[Record list]

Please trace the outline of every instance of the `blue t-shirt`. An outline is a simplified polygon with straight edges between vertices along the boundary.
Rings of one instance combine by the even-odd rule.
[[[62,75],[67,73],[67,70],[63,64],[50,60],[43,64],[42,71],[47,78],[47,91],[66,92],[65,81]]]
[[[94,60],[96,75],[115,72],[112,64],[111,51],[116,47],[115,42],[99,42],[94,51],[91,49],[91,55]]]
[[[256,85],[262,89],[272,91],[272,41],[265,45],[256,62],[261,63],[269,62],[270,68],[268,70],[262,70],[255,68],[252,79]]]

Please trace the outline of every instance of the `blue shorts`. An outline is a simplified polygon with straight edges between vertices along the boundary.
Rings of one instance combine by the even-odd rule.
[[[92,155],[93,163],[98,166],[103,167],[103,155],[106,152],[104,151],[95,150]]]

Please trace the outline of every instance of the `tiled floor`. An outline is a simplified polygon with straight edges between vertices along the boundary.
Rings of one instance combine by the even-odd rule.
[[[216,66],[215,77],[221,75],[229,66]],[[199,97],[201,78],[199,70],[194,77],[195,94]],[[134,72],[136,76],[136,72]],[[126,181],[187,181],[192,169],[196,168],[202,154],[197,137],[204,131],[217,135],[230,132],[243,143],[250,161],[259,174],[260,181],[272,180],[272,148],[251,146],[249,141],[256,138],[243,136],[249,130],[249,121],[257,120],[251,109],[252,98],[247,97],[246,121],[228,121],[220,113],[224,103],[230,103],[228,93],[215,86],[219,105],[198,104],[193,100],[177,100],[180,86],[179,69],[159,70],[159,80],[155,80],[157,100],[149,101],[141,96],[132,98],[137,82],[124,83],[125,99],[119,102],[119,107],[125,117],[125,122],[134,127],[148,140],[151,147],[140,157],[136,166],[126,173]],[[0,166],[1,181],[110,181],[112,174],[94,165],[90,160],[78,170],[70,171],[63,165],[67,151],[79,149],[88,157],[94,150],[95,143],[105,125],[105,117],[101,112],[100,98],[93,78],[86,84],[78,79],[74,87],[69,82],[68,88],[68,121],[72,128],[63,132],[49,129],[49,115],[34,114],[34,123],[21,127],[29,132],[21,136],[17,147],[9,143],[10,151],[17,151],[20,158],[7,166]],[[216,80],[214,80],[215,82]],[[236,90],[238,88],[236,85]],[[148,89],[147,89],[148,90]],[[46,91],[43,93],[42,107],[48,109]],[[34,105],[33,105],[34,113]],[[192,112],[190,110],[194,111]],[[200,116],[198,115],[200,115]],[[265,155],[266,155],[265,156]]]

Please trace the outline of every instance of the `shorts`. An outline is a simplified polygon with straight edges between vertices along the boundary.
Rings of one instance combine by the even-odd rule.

[Task brief] Reproduce every line of the data verbatim.

[Solution to this exercise]
Please trace the outline of every instance of the `blue t-shirt`. An outline is a simplified polygon with straight edges between vertices along the boundary.
Rings of one instance combine by the even-odd rule.
[[[62,75],[67,73],[67,70],[63,64],[50,60],[43,64],[42,71],[47,78],[47,91],[66,92],[65,81]]]
[[[94,60],[96,75],[115,72],[112,64],[111,51],[116,47],[115,42],[99,42],[94,51],[91,49],[91,55]]]
[[[256,85],[262,89],[272,91],[272,41],[265,45],[256,62],[261,63],[269,62],[270,68],[268,70],[262,70],[255,68],[252,79]]]

Please trace the outline of every instance of the `blue shorts`. An outline is a simplified polygon with straight edges between vertices along the boundary.
Rings of one instance combine by the even-odd rule.
[[[92,155],[93,163],[98,166],[103,167],[103,155],[106,152],[104,151],[95,150]]]

Please trace the outline of every instance of the `tiled floor`. An outline is a simplified polygon with straight edges between vertices along the boundary.
Rings of one instance combine by the even-odd rule.
[[[216,66],[215,77],[221,75],[229,66]],[[199,97],[201,78],[199,70],[194,77],[195,94]],[[134,72],[136,76],[136,72]],[[126,181],[187,181],[192,169],[196,168],[202,154],[197,137],[204,131],[217,135],[230,132],[243,143],[250,161],[259,174],[260,181],[272,180],[272,148],[251,146],[249,141],[256,138],[243,136],[249,130],[249,121],[257,120],[251,109],[252,98],[247,97],[246,121],[228,121],[220,113],[224,103],[230,103],[228,93],[215,86],[219,105],[198,104],[193,100],[177,100],[180,86],[179,69],[159,70],[159,80],[155,80],[157,100],[149,101],[141,96],[132,98],[137,82],[124,83],[125,99],[119,102],[119,107],[125,117],[125,122],[134,127],[148,140],[151,147],[140,157],[136,166],[126,173]],[[0,166],[1,181],[110,181],[112,174],[94,165],[90,160],[78,170],[70,171],[63,165],[67,151],[79,149],[88,157],[94,150],[95,143],[105,125],[105,117],[101,112],[100,98],[93,78],[86,84],[78,79],[74,87],[69,82],[68,88],[68,121],[72,128],[63,132],[49,129],[49,115],[34,114],[34,123],[21,127],[29,132],[21,136],[17,147],[9,143],[10,151],[17,151],[20,158],[7,166]],[[216,80],[214,80],[215,82]],[[236,90],[238,88],[236,85]],[[148,89],[147,89],[148,90]],[[46,91],[43,93],[42,107],[48,109]],[[34,105],[33,105],[34,113]],[[192,112],[190,110],[194,111]],[[200,116],[198,115],[200,115]],[[265,155],[266,155],[265,156]]]

Please trace the outline of every instance of the `shorts`. An outline is a simplified polygon with straight edges between vertices along the boundary.
Rings of one instance combine by the even-odd rule.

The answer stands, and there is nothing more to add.